### TEXTO DEL DOCUMENTO
__________

Las personas que defienden los vales escolares financiados mediante impuestos para ser utilizados en las escuelas privadas, con frecuencia señalan como un modelo los vales educativos del G.I. Bill of Rights para los veteranos de la Segunda Guerra Mundial. En verdad, el G.I. Bill fue un esquema prebendario para la clase media que laceró el presupuesto y que tuvo efectos destructivos sobre la educación superior, estableciendo virtualmente el escenario para la totalidad de nuestros problemas educacionales actuales.

El propósito público del G.I. Bill era el de suavizar la transición desde la vida militar a la civil tras la guerra. Pero intenciones ulteriores estaban también presentes. Los keynesianos de Washington le temían equivocadamente a las consecuencias económicas de insertar a todos estos individuos en el sector privado de una sola vez; era mejor dejarlos deambular en las escuelas durante unos pocos años.

Los izquierdistas liberales deseaban que las universidades fuesen “democratizadas” y purgadas de las nociones tradicionales del mérito y de las clases. Estos ideólogos veían a los veteranos como una herramienta útil (el 90 por ciento estaba en condiciones de recibir los fondos) en este esfuerzo igualitario. Además, los establecimientos universitarios a lo largo del país deseaban los subsidios gubernamentales, tal como los desean en la actualidad.

Existe un mito acerca de que la gran mayoría de los veteranos no hubiesen concurrido a la universidad sin la asistencia del gobierno federal. De hecho, una miríada de programas existían en todos los niveles de la sociedad. Virtualmente cada iglesia importante, organización cívica, y grandes corporaciones recaudaban dinero para proporcionárselo a ellos, y la mayoría de los estados establecieron también programas de préstamos. Todo esto podría haber funcionado sin efectos negativos sobre las escuelas. Pero dichas instituciones fueron desalojadas por los federales y la más grande infusión de dólares públicos de la historia de la educación.

En 1946, el primer año del programa, el gobierno vertió $1.3 mil millones (billón en inglés) en la educación superior. Esto no parecería mucho hoy día, pero en aquel entonces era el mayor programa que otorgaba pagos directos a individuos, superando a los beneficios por desempleo, a los de la Seguridad Social (en unas cuatro veces), a los retiros militares (en un tercio), e incluso a los subsidios agrícolas durante el apogeo de la planificación rural centralizada. Dos años más tarde, sus costos habían explotado en un 250 por ciento.

A medida que los veteranos envejecieron, el gasto se estabilizó y declinó, pero el programa dejó un desagradable legado político. Sirvió como un modelo para cómo los políticos pueden hacer crecer al gobierno sin provocar una revuelta popular, y provocó que una generación entera mirase al gobierno como a un benefactor. Como lo dijera Bob Dole durante su campaña, promoviendo los vales financiados federalmente: “Quiero ayudar a que los jóvenes tengan una educación, así como yo tuve una educación después de la Segunda Guerra Mundial con el G.I. Bill of Rights.”

__________

### Registros de origen
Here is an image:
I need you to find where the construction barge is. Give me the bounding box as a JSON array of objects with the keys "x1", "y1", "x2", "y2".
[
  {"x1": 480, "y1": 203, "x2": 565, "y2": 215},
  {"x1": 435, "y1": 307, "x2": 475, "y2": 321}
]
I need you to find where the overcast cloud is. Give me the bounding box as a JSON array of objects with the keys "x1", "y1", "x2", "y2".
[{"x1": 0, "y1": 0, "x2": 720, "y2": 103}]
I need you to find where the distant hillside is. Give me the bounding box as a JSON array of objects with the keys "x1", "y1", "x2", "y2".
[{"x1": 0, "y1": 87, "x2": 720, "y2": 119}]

__________

### CONSIGNA 1
De acuerdo con el texto sobre el G.I. Bill, ¿qué suma destinó el gobierno a la educación superior en 1946?
### CONSIGNA 2
Reescriba el fragmento del texto sobre el G.I. Bill desde "Las personas que" hasta "problemas educacionales actuales.", sustituyendo "esquema prebendario" por "programa clientelar".

### RESPUESTA DEL EJERCICIO 1
$1.3 mil millones.

### RESPUESTA DEL EJERCICIO 2
Las personas que defienden los vales escolares financiados mediante impuestos para ser utilizados en las escuelas privadas, con frecuencia señalan como un modelo los vales educativos del G.I. Bill of Rights para los veteranos de la Segunda Guerra Mundial. En verdad, el G.I. Bill fue un programa clientelar para la clase media que laceró el presupuesto y que tuvo efectos destructivos sobre la educación superior, estableciendo virtualmente el escenario para la totalidad de nuestros problemas educacionales actuales.